# Task description
Can you express the listing below as a Markdown table with the columns No. and Text, giving each line its own numbered row, skipping blank lines and omitting any pictures?

....

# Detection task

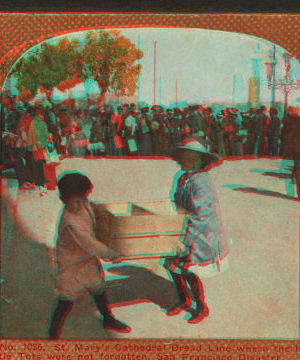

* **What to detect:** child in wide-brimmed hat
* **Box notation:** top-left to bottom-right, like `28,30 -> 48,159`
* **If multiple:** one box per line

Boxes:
164,138 -> 228,324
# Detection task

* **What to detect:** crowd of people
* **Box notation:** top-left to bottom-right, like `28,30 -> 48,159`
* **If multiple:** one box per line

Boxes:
2,95 -> 299,191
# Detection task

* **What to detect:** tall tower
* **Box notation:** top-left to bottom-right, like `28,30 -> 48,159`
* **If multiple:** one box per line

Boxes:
248,76 -> 260,106
248,43 -> 262,106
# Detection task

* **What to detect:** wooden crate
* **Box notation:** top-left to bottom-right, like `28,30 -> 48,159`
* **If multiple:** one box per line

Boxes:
94,201 -> 187,258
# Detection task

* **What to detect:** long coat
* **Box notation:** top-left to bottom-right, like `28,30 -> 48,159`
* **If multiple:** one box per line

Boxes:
174,170 -> 228,264
55,201 -> 112,300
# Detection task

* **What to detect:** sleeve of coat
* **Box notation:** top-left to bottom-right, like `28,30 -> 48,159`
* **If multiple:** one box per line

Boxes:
183,174 -> 214,247
64,224 -> 116,259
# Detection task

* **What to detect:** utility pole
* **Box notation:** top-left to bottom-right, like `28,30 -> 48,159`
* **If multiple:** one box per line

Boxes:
137,35 -> 140,102
159,77 -> 161,105
153,41 -> 157,105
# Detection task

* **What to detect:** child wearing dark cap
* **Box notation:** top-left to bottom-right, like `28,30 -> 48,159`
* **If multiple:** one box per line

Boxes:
48,172 -> 131,339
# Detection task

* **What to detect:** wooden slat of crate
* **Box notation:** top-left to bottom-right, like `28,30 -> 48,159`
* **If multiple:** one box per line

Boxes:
108,235 -> 179,258
94,202 -> 186,258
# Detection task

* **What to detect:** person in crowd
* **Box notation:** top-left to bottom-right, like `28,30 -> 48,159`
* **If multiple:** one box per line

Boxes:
5,100 -> 22,134
72,120 -> 88,156
0,132 -> 30,190
48,172 -> 131,339
260,105 -> 270,155
124,104 -> 139,156
164,138 -> 228,323
16,105 -> 35,189
222,108 -> 235,156
187,105 -> 204,137
243,107 -> 256,155
90,113 -> 105,156
102,105 -> 123,156
231,109 -> 244,156
267,108 -> 281,156
171,108 -> 182,144
288,106 -> 300,201
216,112 -> 226,156
151,105 -> 164,156
27,107 -> 48,190
137,107 -> 153,156
281,106 -> 297,159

....

# Written solution
| No. | Text |
|---|---|
| 1 | # Detection task |
| 2 | * **What to detect:** child in wide-brimmed hat |
| 3 | * **Box notation:** top-left to bottom-right, like `28,30 -> 48,159` |
| 4 | * **If multiple:** one box per line |
| 5 | Boxes: |
| 6 | 164,138 -> 228,324 |
| 7 | # Detection task |
| 8 | * **What to detect:** crowd of people |
| 9 | * **Box notation:** top-left to bottom-right, like `28,30 -> 48,159` |
| 10 | * **If multiple:** one box per line |
| 11 | Boxes: |
| 12 | 2,95 -> 299,191 |
| 13 | # Detection task |
| 14 | * **What to detect:** tall tower |
| 15 | * **Box notation:** top-left to bottom-right, like `28,30 -> 48,159` |
| 16 | * **If multiple:** one box per line |
| 17 | Boxes: |
| 18 | 248,76 -> 260,106 |
| 19 | 248,43 -> 262,106 |
| 20 | # Detection task |
| 21 | * **What to detect:** wooden crate |
| 22 | * **Box notation:** top-left to bottom-right, like `28,30 -> 48,159` |
| 23 | * **If multiple:** one box per line |
| 24 | Boxes: |
| 25 | 94,201 -> 187,258 |
| 26 | # Detection task |
| 27 | * **What to detect:** long coat |
| 28 | * **Box notation:** top-left to bottom-right, like `28,30 -> 48,159` |
| 29 | * **If multiple:** one box per line |
| 30 | Boxes: |
| 31 | 174,170 -> 228,264 |
| 32 | 55,201 -> 112,300 |
| 33 | # Detection task |
| 34 | * **What to detect:** sleeve of coat |
| 35 | * **Box notation:** top-left to bottom-right, like `28,30 -> 48,159` |
| 36 | * **If multiple:** one box per line |
| 37 | Boxes: |
| 38 | 183,174 -> 214,247 |
| 39 | 64,224 -> 116,259 |
| 40 | # Detection task |
| 41 | * **What to detect:** utility pole |
| 42 | * **Box notation:** top-left to bottom-right, like `28,30 -> 48,159` |
| 43 | * **If multiple:** one box per line |
| 44 | Boxes: |
| 45 | 137,35 -> 140,102 |
| 46 | 159,77 -> 161,105 |
| 47 | 153,41 -> 157,105 |
| 48 | # Detection task |
| 49 | * **What to detect:** child wearing dark cap |
| 50 | * **Box notation:** top-left to bottom-right, like `28,30 -> 48,159` |
| 51 | * **If multiple:** one box per line |
| 52 | Boxes: |
| 53 | 48,172 -> 131,339 |
| 54 | # Detection task |
| 55 | * **What to detect:** wooden slat of crate |
| 56 | * **Box notation:** top-left to bottom-right, like `28,30 -> 48,159` |
| 57 | * **If multiple:** one box per line |
| 58 | Boxes: |
| 59 | 108,235 -> 179,258 |
| 60 | 94,202 -> 186,258 |
| 61 | # Detection task |
| 62 | * **What to detect:** person in crowd |
| 63 | * **Box notation:** top-left to bottom-right, like `28,30 -> 48,159` |
| 64 | * **If multiple:** one box per line |
| 65 | Boxes: |
| 66 | 5,100 -> 22,134 |
| 67 | 72,120 -> 88,156 |
| 68 | 0,132 -> 30,190 |
| 69 | 48,172 -> 131,339 |
| 70 | 260,105 -> 270,155 |
| 71 | 124,104 -> 139,156 |
| 72 | 164,138 -> 228,323 |
| 73 | 16,105 -> 35,189 |
| 74 | 222,108 -> 235,156 |
| 75 | 187,105 -> 204,137 |
| 76 | 243,107 -> 256,155 |
| 77 | 90,113 -> 105,156 |
| 78 | 102,105 -> 123,156 |
| 79 | 231,109 -> 244,156 |
| 80 | 267,108 -> 281,156 |
| 81 | 171,108 -> 182,144 |
| 82 | 288,106 -> 300,201 |
| 83 | 216,112 -> 226,156 |
| 84 | 151,105 -> 164,156 |
| 85 | 27,107 -> 48,190 |
| 86 | 137,107 -> 153,156 |
| 87 | 281,106 -> 297,159 |